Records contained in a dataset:
• • • • • • •

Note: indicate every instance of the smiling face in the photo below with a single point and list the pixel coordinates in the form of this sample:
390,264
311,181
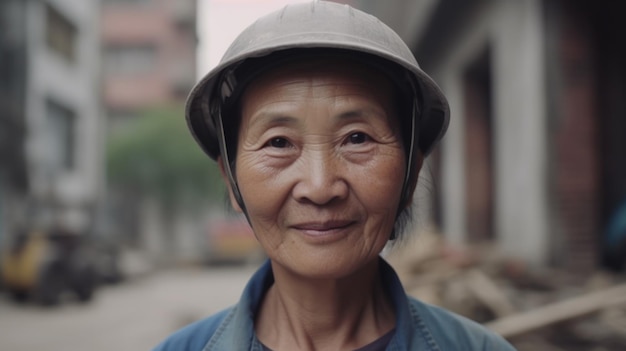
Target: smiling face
320,164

• • • • • • •

An exact copy of all the lines above is required, with the pictures removed.

Answer:
Note: indicate every instance of the smiling face in the photo below with a single point and list the pixel coordinates in the form of this sample:
390,264
311,181
Target: smiling face
320,164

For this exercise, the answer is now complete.